# Work to complete
Return only the lines starting at the line that contains "TARGET: sky" and ending with the final line of the listing; include both endpoints.

# Location identification items
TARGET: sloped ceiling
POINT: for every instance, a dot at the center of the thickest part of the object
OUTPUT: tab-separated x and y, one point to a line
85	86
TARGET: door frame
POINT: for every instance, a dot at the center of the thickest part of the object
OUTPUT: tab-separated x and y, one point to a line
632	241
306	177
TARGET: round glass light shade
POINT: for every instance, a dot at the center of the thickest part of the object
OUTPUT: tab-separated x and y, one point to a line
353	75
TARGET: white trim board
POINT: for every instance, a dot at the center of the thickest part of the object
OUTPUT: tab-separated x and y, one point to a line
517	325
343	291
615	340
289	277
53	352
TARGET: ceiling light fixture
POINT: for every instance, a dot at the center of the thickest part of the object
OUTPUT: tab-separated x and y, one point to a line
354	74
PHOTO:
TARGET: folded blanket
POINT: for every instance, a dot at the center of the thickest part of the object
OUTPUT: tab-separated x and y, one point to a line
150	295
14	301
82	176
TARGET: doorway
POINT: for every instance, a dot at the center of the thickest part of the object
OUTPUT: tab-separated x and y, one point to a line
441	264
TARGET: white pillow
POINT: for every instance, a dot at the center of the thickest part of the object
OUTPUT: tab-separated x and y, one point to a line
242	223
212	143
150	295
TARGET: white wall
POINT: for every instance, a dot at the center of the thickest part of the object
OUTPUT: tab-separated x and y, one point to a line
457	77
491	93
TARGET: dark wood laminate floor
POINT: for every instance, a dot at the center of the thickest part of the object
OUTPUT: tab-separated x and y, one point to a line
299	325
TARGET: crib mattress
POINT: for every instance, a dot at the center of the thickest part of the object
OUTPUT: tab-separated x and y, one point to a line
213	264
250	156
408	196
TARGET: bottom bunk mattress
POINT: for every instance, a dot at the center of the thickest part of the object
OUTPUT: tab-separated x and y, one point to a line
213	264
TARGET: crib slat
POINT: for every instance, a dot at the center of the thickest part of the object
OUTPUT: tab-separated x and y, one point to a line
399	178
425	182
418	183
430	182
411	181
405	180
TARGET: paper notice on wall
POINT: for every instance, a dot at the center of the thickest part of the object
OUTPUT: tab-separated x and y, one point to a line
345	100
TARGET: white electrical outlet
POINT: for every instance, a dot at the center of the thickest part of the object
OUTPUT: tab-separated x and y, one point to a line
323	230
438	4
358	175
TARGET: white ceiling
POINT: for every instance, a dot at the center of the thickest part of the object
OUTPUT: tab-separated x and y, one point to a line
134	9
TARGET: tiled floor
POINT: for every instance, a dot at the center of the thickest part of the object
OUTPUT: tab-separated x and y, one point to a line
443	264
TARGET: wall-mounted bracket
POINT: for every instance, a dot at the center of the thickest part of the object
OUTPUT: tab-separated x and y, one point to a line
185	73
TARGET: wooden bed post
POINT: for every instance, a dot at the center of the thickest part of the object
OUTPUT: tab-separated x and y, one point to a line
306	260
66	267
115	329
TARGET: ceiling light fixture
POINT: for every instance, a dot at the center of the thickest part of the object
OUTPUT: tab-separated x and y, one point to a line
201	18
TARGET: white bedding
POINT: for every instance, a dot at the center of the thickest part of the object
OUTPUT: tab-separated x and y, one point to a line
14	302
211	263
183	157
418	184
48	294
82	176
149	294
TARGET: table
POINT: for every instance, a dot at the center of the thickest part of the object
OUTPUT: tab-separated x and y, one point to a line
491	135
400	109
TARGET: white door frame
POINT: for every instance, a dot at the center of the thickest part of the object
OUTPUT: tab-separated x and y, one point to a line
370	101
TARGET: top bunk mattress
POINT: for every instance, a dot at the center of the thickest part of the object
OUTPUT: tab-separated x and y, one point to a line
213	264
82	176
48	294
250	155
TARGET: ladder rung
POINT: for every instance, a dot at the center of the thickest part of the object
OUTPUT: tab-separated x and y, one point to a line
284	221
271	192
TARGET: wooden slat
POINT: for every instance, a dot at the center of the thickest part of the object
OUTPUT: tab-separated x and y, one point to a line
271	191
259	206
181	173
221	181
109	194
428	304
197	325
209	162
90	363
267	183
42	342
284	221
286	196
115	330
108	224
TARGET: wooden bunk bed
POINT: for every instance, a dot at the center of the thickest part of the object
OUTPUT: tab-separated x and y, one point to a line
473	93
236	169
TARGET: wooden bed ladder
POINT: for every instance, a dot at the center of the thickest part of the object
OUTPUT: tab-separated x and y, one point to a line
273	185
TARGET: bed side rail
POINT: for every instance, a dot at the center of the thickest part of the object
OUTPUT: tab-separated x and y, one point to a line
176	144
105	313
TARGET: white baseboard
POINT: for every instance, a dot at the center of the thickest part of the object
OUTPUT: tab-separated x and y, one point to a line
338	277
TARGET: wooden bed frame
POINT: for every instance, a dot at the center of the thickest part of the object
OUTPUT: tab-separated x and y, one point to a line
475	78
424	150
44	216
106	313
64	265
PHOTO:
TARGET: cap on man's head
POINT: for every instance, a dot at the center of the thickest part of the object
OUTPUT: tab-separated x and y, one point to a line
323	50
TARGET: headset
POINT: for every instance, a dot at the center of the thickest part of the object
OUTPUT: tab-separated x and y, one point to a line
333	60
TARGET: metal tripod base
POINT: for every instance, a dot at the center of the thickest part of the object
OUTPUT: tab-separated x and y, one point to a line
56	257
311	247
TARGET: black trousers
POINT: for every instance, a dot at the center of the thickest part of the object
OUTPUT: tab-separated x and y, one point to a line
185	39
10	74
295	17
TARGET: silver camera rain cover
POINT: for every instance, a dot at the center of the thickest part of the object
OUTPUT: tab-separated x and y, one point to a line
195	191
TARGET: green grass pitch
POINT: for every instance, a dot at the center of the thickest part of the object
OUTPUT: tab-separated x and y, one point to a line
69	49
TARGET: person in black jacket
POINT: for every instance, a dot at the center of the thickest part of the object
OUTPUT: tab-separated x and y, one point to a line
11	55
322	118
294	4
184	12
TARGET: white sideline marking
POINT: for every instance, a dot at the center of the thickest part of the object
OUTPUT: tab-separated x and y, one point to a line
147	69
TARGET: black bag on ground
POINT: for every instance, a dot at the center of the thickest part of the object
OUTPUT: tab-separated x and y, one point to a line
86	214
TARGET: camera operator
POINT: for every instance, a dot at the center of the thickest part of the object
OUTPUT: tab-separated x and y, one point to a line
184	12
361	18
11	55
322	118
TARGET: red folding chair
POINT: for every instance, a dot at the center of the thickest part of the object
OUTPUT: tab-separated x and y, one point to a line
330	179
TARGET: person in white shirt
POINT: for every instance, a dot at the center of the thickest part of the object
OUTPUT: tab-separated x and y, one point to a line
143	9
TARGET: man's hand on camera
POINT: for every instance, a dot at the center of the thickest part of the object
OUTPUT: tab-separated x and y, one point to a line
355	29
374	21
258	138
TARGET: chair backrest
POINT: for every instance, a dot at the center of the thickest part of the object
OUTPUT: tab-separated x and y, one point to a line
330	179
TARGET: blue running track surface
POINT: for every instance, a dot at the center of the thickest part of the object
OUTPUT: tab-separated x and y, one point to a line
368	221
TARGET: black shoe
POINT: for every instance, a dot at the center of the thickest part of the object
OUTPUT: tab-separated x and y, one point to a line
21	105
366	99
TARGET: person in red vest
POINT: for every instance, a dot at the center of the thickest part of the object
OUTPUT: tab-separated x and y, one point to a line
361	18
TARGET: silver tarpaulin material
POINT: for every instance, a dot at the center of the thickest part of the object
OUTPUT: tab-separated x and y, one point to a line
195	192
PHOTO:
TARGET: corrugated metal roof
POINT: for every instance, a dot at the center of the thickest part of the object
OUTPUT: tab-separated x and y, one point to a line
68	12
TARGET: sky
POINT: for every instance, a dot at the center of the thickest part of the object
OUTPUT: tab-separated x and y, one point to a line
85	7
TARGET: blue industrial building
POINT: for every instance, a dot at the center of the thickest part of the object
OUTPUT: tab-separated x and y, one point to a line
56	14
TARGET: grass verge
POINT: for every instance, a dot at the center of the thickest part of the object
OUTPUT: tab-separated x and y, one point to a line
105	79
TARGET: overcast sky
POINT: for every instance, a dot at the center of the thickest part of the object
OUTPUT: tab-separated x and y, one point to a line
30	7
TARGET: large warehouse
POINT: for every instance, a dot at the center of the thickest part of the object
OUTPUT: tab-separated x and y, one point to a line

# Full solution
TARGET: sky
POINT: for every instance, a dot at the center of the thickest part of the object
OUTPUT: tab-separated x and y, one point to a line
85	7
TARGET: blue industrial building
POINT: for every instance, a dot at the center of the thickest part of the object
OUTPUT: tab-separated x and y, one point to a line
56	14
TARGET: grass verge
POINT: for every instance, a dot at the center of the thickest part of the object
OUTPUT: tab-separated x and y, one point to a line
105	79
TARGET: overcast sky
POINT: for every instance, a dot at the center of the thickest part of the object
OUTPUT: tab-separated x and y, one point to a line
30	7
TARGET: large warehouse
POINT: for every instance, a dot at the center of the thickest part of the object
OUTPUT: tab-separated x and y, one point to a line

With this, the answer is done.